_What to do_
Each record that follows should be repeated exactly, with no pictures carried over.

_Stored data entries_
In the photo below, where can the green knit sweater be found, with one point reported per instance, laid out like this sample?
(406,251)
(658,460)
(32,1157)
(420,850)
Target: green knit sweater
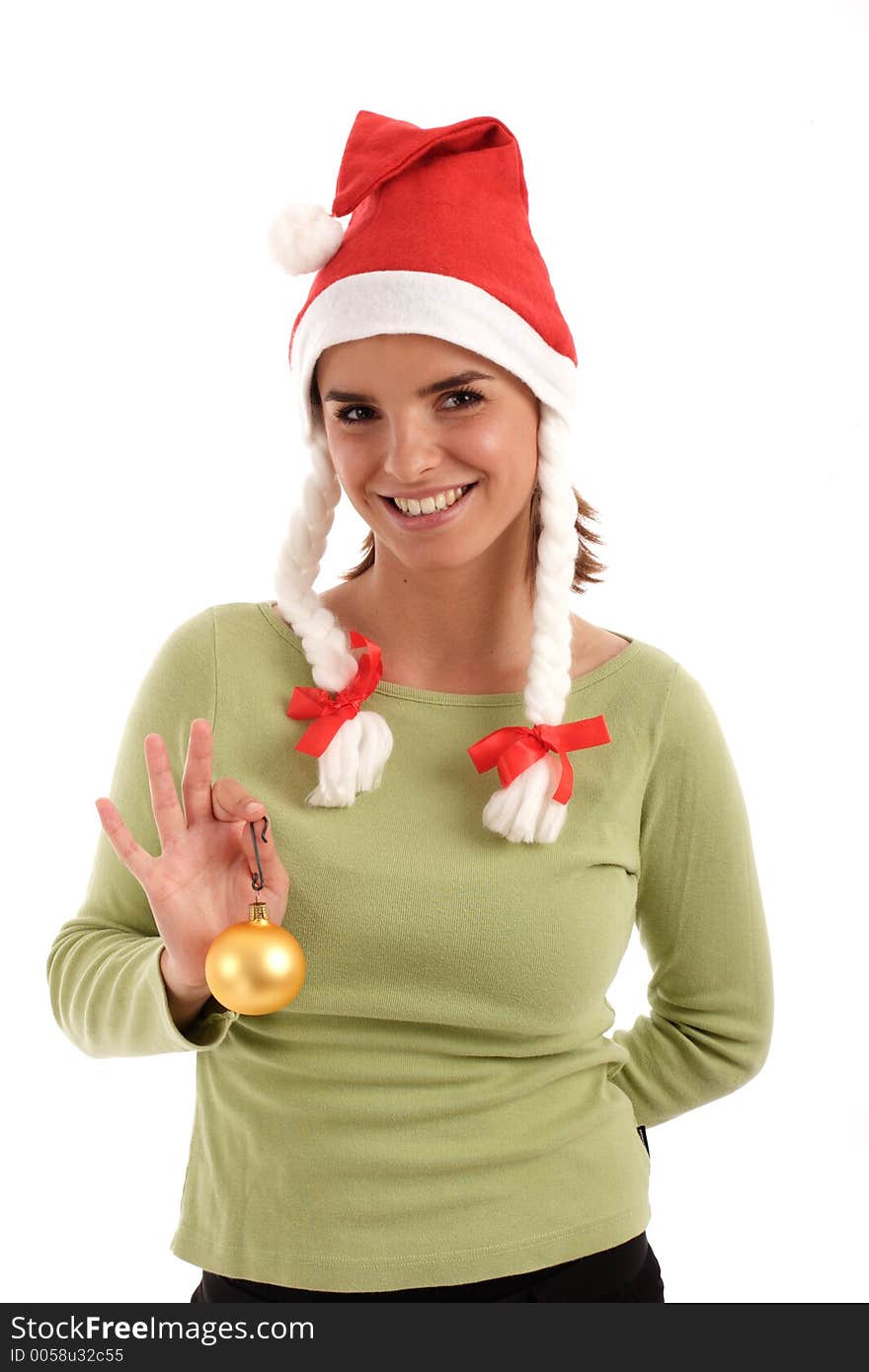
(440,1104)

_Result of the exercise_
In the photo below, where can the green knit sweater be found, with one point reported per instance, laid out like this sample?
(406,251)
(658,460)
(32,1157)
(420,850)
Target: green knit sweater
(440,1104)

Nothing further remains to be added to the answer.